THINGS TO DO
(1) Copy the AIDSWatch schedule from "Healthcare access is" to "to the transmission of HIV.", and change "Syringe exchange programs" to "Needle exchange programs".
(2) According to the AIDSWatch schedule, who designed the materials for the symbolic altar at the Café Con Pan session?
(3) Continue the AIDSWatch schedule after its last sentence.

EXERCISE TEXT

/---

Sunday, March 17 / Domingo, marzo 17
2:30 p.m.-6:00 p.m. — Registration Check-in
4:00 p.m.-5:30 p.m. —Institute: MHS
Institute: HIV & Aging Feedback Update
5:30 p.m.-6:00 p.m. —New Advocate Connect
6 p.m.-8 p.m. — USPLHIVC-led AIDSWatch Welcome/Reception
Monday, March 18/ Lunes, marzo 18
7:30 a.m. — Breakfast starts
7:45 a.m.-8:45 a.m. — Café Con Pan
Join us for the Café Con Pan session at AIDSWatch ‘24, where we prioritize building a vibrant community and fostering meaningful connections. Conducted in Spanish, with English translation available, our focus is on creating a space of rest and wellness within our collaborative environment. Engage in conversations with leading community members, participate in the creation of a symbolic altar using materials designed by Carlos Diaz, an award-winning Puerto Rican artist, and unwind with a cafe con pan with fellow advocates. We’ve created a blog article with interviews, and a teaser for AIDSWatch, with a special spotlight on the importance of inclusivity and language justice.
9:00 a.m. – 12:10 p.m. — General Session and “A Fireside Chat with Leaders for Health Equity: Forging Forward in Challenging Times.” Facilitated by Dr. Eugene McCray
12:10 p.m.-12:50 p.m. — Lunch
12:50 p.m.-1:05 p.m. — State Coordinator & Advocates Connect
1:15 p.m.-4:35 p.m. — Workshops
Attacks on trans and queer youth at the state, local, and school board levels are endangering LGBTQ+ young people. But young people are fighting back! Led by youth activists and Advocates for Youth staff, this institute is designed to support young people ages 13-24, with all levels of organizing experiences to learn about policies, gain organizing tools, and build a network of young LGBTQ+ activists. We’re ready to ACT OUT! for equality, justice, and safety!
Behavioral and social determinants directly affect health goals and outcomes, impacting an individual’s risk of acquiring HIV. This panel looks to address how structural interventions exist at the nexus of HIV and criminalization— touching on policing, surveillance, and marginalization in ways often ignored. Marginalized communities—Black/brown people, sex workers, LGBTQIA+ community, PWID, and those currently or formerly incarcerated— are disproportionately impacted by HIV criminalization and the structural inequities that perpetuate the transmission of HIV. Any plan to “end the HIV epidemic” must be committed to a structural approach that addresses the social determinants of HIV transmission and prevention, incorporating an integrated response that addresses these intersecting factors.
Healthcare access is critical to ending the HIV epidemic. Syringe exchange programs must be implemented to stem the spikes in the transmission and incidence of HIV created by the opioid crisis. Comprehensive sexual health education would allow for a deeper understanding of HIV transmission risks. Decriminalizing sex work protects sex workers from violence and allows sexual autonomy. Therefore, HIV criminalization reform efforts should focus on a coordinated response which seeks not simply to end HIV criminalization but end the way that criminalizing drug use, sex work, etc contributes to the transmission of HIV.

\---

Stored records
/---

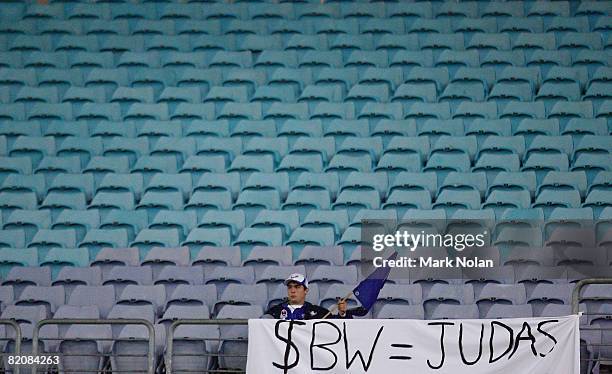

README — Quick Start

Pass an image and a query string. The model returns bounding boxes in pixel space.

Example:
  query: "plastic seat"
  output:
[3,210,51,242]
[130,229,180,258]
[2,266,51,298]
[374,304,425,320]
[232,227,283,257]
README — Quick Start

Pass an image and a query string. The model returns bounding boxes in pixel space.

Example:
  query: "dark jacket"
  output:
[265,302,353,320]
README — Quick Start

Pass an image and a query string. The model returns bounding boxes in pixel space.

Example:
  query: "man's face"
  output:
[287,282,308,305]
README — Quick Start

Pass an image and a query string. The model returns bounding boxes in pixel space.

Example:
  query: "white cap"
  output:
[285,273,308,288]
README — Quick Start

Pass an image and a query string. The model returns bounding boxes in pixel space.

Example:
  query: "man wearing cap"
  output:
[265,273,353,320]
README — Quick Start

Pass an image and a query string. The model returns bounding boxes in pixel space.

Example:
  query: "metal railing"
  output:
[165,319,248,374]
[31,318,156,374]
[0,319,22,374]
[572,278,612,373]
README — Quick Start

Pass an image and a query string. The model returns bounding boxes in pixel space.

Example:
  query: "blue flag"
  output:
[353,252,397,313]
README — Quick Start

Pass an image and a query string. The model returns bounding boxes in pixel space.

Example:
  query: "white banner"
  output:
[247,316,580,374]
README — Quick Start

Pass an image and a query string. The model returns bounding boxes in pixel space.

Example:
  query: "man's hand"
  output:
[338,299,346,317]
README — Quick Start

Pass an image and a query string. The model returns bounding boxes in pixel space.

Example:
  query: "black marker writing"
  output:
[489,321,514,364]
[343,322,385,372]
[310,321,340,370]
[272,320,306,374]
[427,322,455,370]
[459,323,484,366]
[537,319,559,357]
[508,322,538,360]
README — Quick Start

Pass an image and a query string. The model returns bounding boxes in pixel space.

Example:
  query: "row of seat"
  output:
[0,99,612,124]
[0,131,611,161]
[0,31,612,53]
[0,117,612,150]
[0,280,612,320]
[0,203,611,247]
[0,243,612,280]
[0,167,611,216]
[0,49,609,78]
[6,82,612,109]
[0,146,611,190]
[1,1,612,21]
[0,54,611,86]
[0,262,612,308]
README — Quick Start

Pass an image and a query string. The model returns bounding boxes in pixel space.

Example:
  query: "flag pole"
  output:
[323,291,353,319]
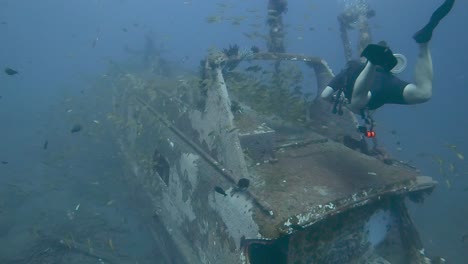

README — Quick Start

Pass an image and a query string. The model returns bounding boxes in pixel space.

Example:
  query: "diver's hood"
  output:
[390,53,407,74]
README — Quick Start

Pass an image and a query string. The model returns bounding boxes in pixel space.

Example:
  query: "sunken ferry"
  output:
[102,0,440,264]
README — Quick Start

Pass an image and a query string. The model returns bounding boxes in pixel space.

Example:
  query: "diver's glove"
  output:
[361,44,398,71]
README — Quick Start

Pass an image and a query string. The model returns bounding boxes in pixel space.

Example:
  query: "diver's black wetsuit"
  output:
[328,61,409,110]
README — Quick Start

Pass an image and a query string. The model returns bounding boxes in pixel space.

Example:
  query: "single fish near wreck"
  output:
[70,124,82,133]
[5,67,18,75]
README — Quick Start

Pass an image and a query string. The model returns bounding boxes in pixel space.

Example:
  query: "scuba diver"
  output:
[321,0,455,137]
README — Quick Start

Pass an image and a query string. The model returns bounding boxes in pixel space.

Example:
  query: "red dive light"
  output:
[358,126,375,138]
[365,130,375,138]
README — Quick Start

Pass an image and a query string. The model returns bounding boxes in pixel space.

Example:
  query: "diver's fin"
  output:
[413,0,455,43]
[361,44,398,71]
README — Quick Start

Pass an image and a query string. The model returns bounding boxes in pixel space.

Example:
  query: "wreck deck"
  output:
[250,133,435,238]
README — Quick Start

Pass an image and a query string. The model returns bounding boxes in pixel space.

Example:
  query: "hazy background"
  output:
[0,0,468,263]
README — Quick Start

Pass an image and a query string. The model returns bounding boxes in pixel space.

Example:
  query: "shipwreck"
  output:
[104,0,444,264]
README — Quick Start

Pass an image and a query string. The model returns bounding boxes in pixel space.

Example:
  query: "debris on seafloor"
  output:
[215,186,227,196]
[237,178,250,190]
[108,238,115,251]
[5,67,18,75]
[70,124,82,133]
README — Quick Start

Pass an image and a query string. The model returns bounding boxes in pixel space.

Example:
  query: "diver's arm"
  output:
[320,86,335,103]
[403,43,433,104]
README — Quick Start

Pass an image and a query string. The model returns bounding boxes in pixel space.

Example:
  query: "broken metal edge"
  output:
[266,176,438,240]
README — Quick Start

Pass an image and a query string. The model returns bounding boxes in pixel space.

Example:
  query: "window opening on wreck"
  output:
[152,149,170,186]
[247,238,288,264]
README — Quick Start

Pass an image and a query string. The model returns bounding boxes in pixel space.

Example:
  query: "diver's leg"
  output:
[348,61,377,114]
[413,0,455,43]
[403,43,433,104]
[348,44,397,113]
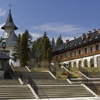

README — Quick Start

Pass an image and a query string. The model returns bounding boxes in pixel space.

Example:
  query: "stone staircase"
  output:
[13,67,28,72]
[38,85,94,99]
[0,85,35,99]
[34,79,69,85]
[0,79,20,85]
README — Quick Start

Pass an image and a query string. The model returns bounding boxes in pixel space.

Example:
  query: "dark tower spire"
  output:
[1,9,18,30]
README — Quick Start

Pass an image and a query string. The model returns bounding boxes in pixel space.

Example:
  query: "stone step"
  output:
[0,79,20,85]
[38,85,94,98]
[34,79,69,85]
[0,85,35,99]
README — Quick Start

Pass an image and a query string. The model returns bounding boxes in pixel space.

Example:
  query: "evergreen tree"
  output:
[12,34,21,61]
[56,35,63,46]
[20,33,28,67]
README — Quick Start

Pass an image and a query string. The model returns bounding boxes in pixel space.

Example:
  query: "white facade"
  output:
[54,31,100,68]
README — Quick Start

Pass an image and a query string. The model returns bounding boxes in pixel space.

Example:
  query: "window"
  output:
[84,48,87,53]
[96,45,99,50]
[70,52,72,57]
[74,51,76,56]
[78,50,81,54]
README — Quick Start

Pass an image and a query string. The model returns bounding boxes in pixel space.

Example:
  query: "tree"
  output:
[47,48,52,63]
[56,35,63,46]
[12,34,21,61]
[20,33,28,67]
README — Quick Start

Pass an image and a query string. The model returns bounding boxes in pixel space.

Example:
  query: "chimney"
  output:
[98,29,100,34]
[93,29,96,32]
[82,33,86,40]
[66,39,69,44]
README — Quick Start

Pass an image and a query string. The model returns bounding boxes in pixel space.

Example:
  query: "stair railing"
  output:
[48,66,56,76]
[79,67,88,76]
[85,79,100,95]
[28,76,38,94]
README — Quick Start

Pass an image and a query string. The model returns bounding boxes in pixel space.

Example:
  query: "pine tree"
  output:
[56,35,63,46]
[20,33,28,67]
[12,34,21,61]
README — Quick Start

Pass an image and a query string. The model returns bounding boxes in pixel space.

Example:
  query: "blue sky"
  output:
[0,0,100,41]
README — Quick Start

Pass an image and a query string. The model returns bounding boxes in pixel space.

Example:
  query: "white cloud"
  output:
[0,8,6,17]
[32,23,87,34]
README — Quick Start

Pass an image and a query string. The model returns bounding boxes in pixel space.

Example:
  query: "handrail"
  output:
[39,87,49,99]
[48,66,56,76]
[85,79,100,95]
[28,76,38,94]
[79,67,88,76]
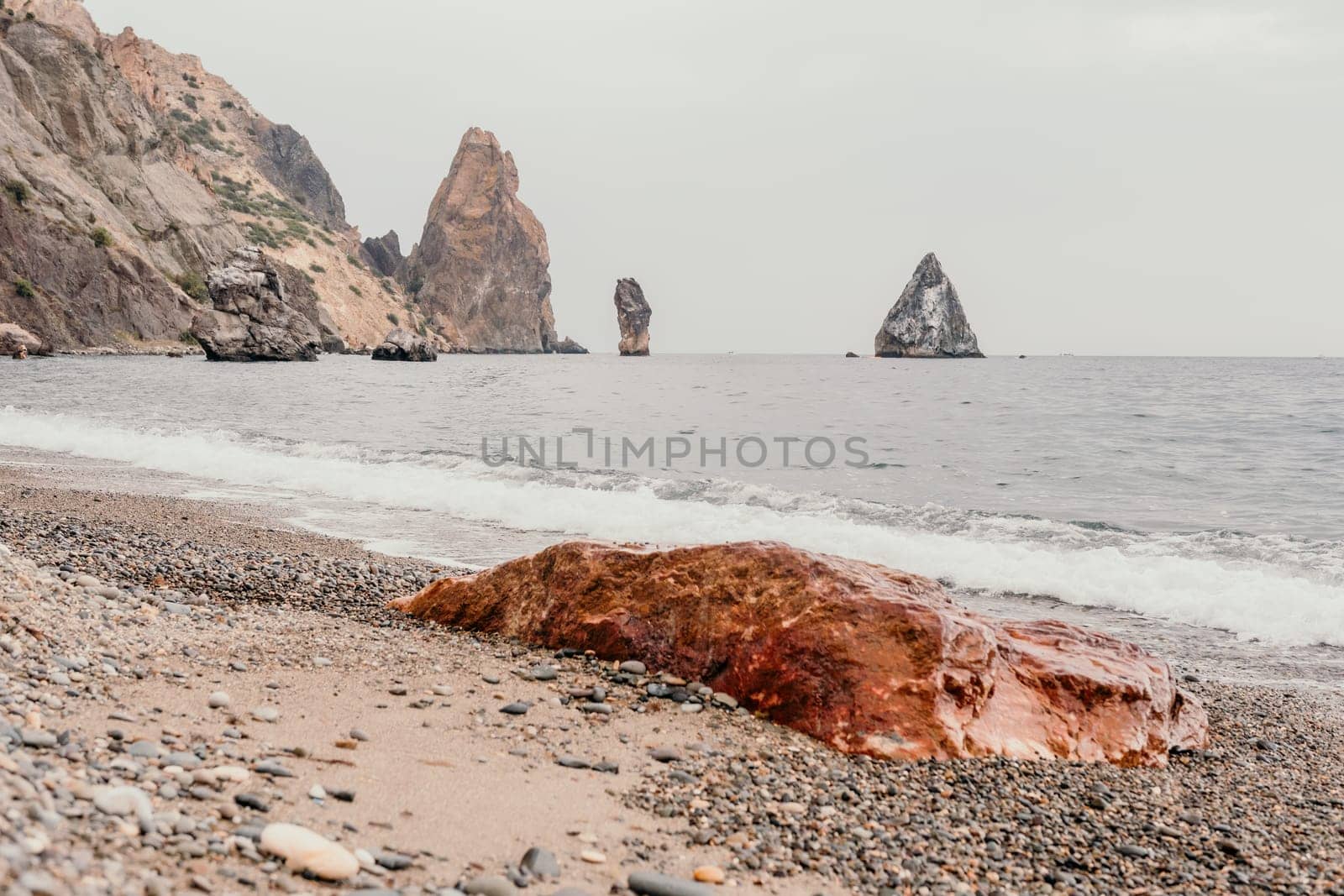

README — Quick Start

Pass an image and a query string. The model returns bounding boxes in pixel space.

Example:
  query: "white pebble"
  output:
[260,824,359,880]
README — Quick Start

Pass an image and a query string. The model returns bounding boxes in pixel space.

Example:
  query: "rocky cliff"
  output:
[191,246,323,361]
[874,253,984,358]
[614,277,654,354]
[403,128,583,352]
[361,230,406,277]
[0,0,423,349]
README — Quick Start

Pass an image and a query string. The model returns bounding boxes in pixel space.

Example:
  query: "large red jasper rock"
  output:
[392,542,1208,766]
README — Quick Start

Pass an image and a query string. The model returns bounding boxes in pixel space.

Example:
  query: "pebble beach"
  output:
[0,464,1344,896]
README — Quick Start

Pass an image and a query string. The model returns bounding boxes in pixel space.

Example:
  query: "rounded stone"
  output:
[260,824,359,881]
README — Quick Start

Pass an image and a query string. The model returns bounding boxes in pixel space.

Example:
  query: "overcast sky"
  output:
[86,0,1344,354]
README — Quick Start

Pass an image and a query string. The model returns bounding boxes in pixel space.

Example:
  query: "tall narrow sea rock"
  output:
[405,128,558,354]
[874,253,984,358]
[616,277,654,354]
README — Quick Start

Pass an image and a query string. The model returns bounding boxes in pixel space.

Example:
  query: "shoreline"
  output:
[0,464,1344,896]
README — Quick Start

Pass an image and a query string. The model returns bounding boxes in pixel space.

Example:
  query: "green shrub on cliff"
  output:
[4,180,32,206]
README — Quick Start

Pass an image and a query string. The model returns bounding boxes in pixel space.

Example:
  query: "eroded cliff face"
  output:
[405,128,558,352]
[874,253,984,358]
[0,0,422,348]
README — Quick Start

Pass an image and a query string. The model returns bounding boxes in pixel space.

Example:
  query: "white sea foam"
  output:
[0,408,1344,645]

\---

ANSWERS FOR THE TASKS
(1)
Healthcare access is critical to ending the HIV epidemic. Needle exchange programs must be implemented to stem the spikes in the transmission and incidence of HIV created by the opioid crisis. Comprehensive sexual health education would allow for a deeper understanding of HIV transmission risks. Decriminalizing sex work protects sex workers from violence and allows sexual autonomy. Therefore, HIV criminalization reform efforts should focus on a coordinated response which seeks not simply to end HIV criminalization but end the way that criminalizing drug use, sex work, etc contributes to the transmission of HIV.

(2) Carlos Diaz, an award-winning Puerto Rican artist.

(3)
A session that educates participants about HIV and the criminalization of people living with HIV occurring domestically and globally. Knowledge of this issue, coupled with other stigmatizing intersectionality’s, is what participants need in creating and building advocacy programs/networks to make changes towards the modernization or repeal of HIV-specific laws.
Sex education is often synonymous with HIV/AIDS prevention in United States policy at both the federal and state level with many states not enacting sex education policy until the dawn of the HIV epidemic. The majority of Americans, experts in the fields of medicine, public health and education all agree that sex education is an important and necessary component of education. And yet, sex education, and intersecting issues of LGBTQ+ rights and other information access issues in public education, are under attack today more than ever before. Advocating for sex education in our current political climate means advocating for an upstream solution not only for the battle against HIV/AIDs – but also as a critical tool in the culture war that seeks to further marginalize already vulnerable populations.
This panel will explore the ways in which health justice for immigrants is integral to ending the HIV epidemic. We will discuss best practices in reaching immigrant communities, how to partner with immigrant communities to increase HIV awareness, and the importance of ensuring the community has access to welcoming and culturally appropriate care. We will also discuss the current political and social environment as it relates to increased numbers of migrants coming to the U.S., and how organizations committed to ending HIV may want to respond.
This interactive and discussion led workshop is intended to provide a fresh perspective on health education, specifically HIV prevention, by centering pleasure in conjunction with relevant medical interventions. We will explore how health disparities affect Black women’s experiences and the connection to testing and treatment. The goal is to help Black women develop and strengthen a positive sexual identity, assist Black women living with HIV take charge of their sexual health and regiment adherence, and challenge providers to include a pleasure focused approach when talking with patients about their sexual health.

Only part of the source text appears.